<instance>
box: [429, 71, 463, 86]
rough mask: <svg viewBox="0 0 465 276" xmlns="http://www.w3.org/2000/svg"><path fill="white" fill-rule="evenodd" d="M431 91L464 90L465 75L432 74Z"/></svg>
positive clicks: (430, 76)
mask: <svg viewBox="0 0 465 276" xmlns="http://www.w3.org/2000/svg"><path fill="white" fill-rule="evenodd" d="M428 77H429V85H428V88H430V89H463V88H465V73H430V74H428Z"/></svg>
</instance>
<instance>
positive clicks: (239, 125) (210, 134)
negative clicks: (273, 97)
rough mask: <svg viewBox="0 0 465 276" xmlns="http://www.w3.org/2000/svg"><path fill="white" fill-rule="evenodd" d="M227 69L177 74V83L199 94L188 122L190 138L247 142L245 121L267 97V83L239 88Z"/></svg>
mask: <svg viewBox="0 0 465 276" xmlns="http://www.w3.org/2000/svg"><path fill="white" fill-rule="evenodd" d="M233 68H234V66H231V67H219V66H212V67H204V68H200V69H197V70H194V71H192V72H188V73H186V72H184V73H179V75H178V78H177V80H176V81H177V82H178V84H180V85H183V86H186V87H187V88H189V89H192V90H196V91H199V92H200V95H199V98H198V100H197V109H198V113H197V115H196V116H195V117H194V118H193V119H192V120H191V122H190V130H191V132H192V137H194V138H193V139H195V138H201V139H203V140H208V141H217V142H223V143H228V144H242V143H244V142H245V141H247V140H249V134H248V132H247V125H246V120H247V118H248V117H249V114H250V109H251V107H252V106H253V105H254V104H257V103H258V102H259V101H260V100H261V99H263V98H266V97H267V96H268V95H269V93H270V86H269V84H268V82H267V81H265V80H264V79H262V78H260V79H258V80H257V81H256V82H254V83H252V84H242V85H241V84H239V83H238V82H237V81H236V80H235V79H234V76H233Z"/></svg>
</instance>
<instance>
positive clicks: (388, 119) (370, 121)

■ Work required ■
Line by line, reproduce the data exactly as given.

■ The answer ■
<instance>
box: [429, 71, 463, 86]
rough mask: <svg viewBox="0 0 465 276" xmlns="http://www.w3.org/2000/svg"><path fill="white" fill-rule="evenodd" d="M431 91L464 90L465 75L432 74Z"/></svg>
positive clicks: (430, 76)
mask: <svg viewBox="0 0 465 276" xmlns="http://www.w3.org/2000/svg"><path fill="white" fill-rule="evenodd" d="M428 77H429V85H428V88H430V89H463V88H465V73H430V74H428Z"/></svg>
</instance>
<instance>
positive clicks: (239, 125) (210, 134)
negative clicks: (273, 97)
rough mask: <svg viewBox="0 0 465 276" xmlns="http://www.w3.org/2000/svg"><path fill="white" fill-rule="evenodd" d="M227 69L177 74V83L199 94L188 122L190 138L247 142L245 121L267 97V83L239 88Z"/></svg>
mask: <svg viewBox="0 0 465 276" xmlns="http://www.w3.org/2000/svg"><path fill="white" fill-rule="evenodd" d="M233 68H234V66H231V67H219V66H212V67H204V68H200V69H197V70H194V71H192V72H188V73H186V72H184V73H179V75H178V78H177V80H176V81H177V82H178V84H180V85H183V86H186V87H187V88H189V89H192V90H196V91H199V92H200V95H199V98H198V100H197V109H198V113H197V115H196V116H195V117H194V118H193V119H192V120H191V122H190V130H191V132H192V137H194V138H193V139H195V138H201V139H203V140H208V141H217V142H223V143H228V144H242V143H244V142H245V141H247V140H249V134H248V132H247V125H246V120H247V118H248V117H249V114H250V109H251V107H252V106H253V105H254V104H257V103H258V102H259V101H260V100H261V99H263V98H266V97H267V96H268V95H269V93H270V86H269V84H268V82H267V81H265V80H264V79H262V78H260V79H258V80H257V81H256V82H254V83H252V84H242V85H241V84H239V83H238V82H237V81H236V80H235V79H234V76H233Z"/></svg>
</instance>
<instance>
positive clicks: (388, 119) (370, 121)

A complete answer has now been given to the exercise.